WHAT IS ASKED
Copy out the following lines unchanged for all of the items, but omit the picture from your answer.

### GIVEN INFORMATION

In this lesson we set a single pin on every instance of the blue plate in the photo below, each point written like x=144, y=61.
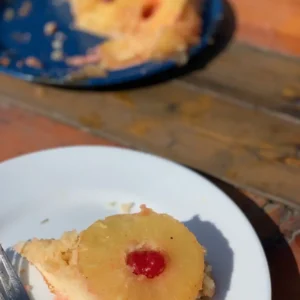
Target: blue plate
x=23, y=36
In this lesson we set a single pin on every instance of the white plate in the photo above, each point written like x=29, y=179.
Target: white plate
x=72, y=187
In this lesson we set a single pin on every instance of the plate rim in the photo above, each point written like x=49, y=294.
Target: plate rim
x=132, y=73
x=163, y=160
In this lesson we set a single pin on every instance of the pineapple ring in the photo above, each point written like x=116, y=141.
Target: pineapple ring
x=104, y=246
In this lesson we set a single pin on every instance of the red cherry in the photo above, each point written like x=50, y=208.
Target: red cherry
x=147, y=263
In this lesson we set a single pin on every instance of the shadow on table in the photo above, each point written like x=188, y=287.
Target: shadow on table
x=282, y=263
x=215, y=243
x=224, y=34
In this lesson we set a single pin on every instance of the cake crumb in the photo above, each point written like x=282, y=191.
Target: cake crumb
x=28, y=287
x=4, y=61
x=40, y=92
x=45, y=221
x=127, y=207
x=25, y=9
x=19, y=64
x=9, y=14
x=22, y=37
x=50, y=28
x=57, y=44
x=33, y=62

######

EXERCISE ANSWER
In this lesson we set a single pin on every instance of the blue plate in the photo below, each point written like x=144, y=61.
Target: blue plate
x=23, y=36
In this lesson we set a single pin on every instance of the white plate in the photo above, each point written like x=29, y=179.
Target: white plate
x=72, y=187
In this lesson we set a single pin on every instance of the plate rim in the photo above, each point written like x=49, y=294.
Target: plate rim
x=132, y=73
x=163, y=160
In this lesson we set a single pin on every instance of the pineapple ring in the photo above, each point written like x=116, y=141.
Target: pineapple ring
x=104, y=246
In this lesson we set a single pin on every instance of the red cherry in the photo above, each point written like x=50, y=208.
Target: red cherry
x=147, y=263
In this lesson we set a single pin on every instance of the shadow on table in the photo above, each point written like x=188, y=287.
Target: shadow on table
x=282, y=263
x=215, y=243
x=224, y=34
In this lesson we set a single pin on every instance of the cake crumb in the photo above, each point written like x=282, y=191.
Target: cake crumb
x=28, y=287
x=4, y=61
x=40, y=92
x=45, y=221
x=127, y=207
x=25, y=9
x=19, y=64
x=9, y=14
x=22, y=37
x=50, y=28
x=57, y=44
x=33, y=62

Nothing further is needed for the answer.